= Textabschnitt =
===============

Frühjahr 1972. Dänemark, Irland, Norwegen und das Vereinigte Königreich haben Verträge über den Beitritt zu den Europäischen Gemeinschaften unterzeichnet, in Norwegen scheitert dann aber der Beitritt an einer Volksabstimmung.

Der zweite Beitrittsversuch Norwegens in den 90er Jahren des letzten Jahrhunderts, den ich hautnah miterlebte, da ich damals in Oslo wohnte, scheiterte ebenfalls an einer Volksabstimmung. Die Pro-Europäer waren entsetzt, hielten die Abstimmungsniederlage, auch wenn sie sehr knapp war, nicht für möglich. Wie konnte das geschehen?

Für mich als quasi Außenstehenden kam das nicht völlig überraschend. Viele Norweger litten damals immer noch unter dem Trauma der deutschen Besatzung im 2. Weltkrieg, der die kurze Unabhängigkeit von fremden Mächten, die erst seit 1905 bestanden hatte, wieder zunichte machte. Viele meinten, das kleine Norwegen mit seinen knapp 5 Millionen Einwohnern hätte in der EU nichts zu melden und Europa bräuchte nur einen Netto-Beitragszahler mehr. Und das wäre Norwegen auf Grund seiner Ölvorkommen („die Scheichs des Nordens“) sicher geworden. Darüber hinaus fürchteten viele hochsubventionierte Bereiche der norwegischen Volkswirtschaft, v.a. die Landwirtschaft und der Fischfang, Verluste bei einem eventuellen Beitritt.

===============

= Material =
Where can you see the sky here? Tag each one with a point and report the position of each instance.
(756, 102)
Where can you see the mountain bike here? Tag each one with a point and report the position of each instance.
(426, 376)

===============

= Aufgaben =
- 1) Nenne alle Staaten, die laut dem Textabschnitt zu Norwegens EU-Beitritt im Frühjahr 1972 Verträge über den Beitritt zu den Europäischen Gemeinschaften unterzeichnet haben.
- 2) Seit welchem Jahr bestand laut dem Textabschnitt zu Norwegens EU-Beitritt die Unabhängigkeit Norwegens von fremden Mächten?
- 3) Schreibe den Textabschnitt über Norwegens gescheiterte EU-Beitrittsversuche im Anschluss an seinen letzten Satz weiter.

= Ergebnisse je Aufgabe =
- 1) Dänemark, Irland, Norwegen, Vereinigtes Königreich

- 2) Seit 1905.

- 3)
Ein weiterer Grund, warum auch das zweite Beitrittsreferendum scheiterte, wurde nicht öffentlich diskutiert, spielte aber unterschwellig eine Rolle, nämlich eine antideutsche Stimmung oder Grundhaltung, vor allem in der veröffentlichten Meinung und bei den jüngeren und im Erwerbsleben stehenden Norwegern, denen in der Schule kein positives Deutschlandbild vermittelt wurde. Man sah, dass Deutschland innerhalb der EU eine führende Rolle spielte und da wurden Ängste geweckt, die aber nicht offen ausgesprochen wurden.

Erstaunlich für mich war, dass die ältere Generation der Norweger, die den Krieg miterlebt und auch darunter gelitten hatte, mir wesentlich deutschfreundlicher vorkam als die jüngeren Generationen. Meine Söhne gingen auf die kleine Deutsche Schule Oslo, die damals an der Majorstua Skole, einer norwegischen Gesamtschule, untergebracht war. Nicht selten gab es Streitereien auf dem Schulhof und die deutschen Schüler und Schülerinnen mussten sich oft als Nazis beschimpfen lassen.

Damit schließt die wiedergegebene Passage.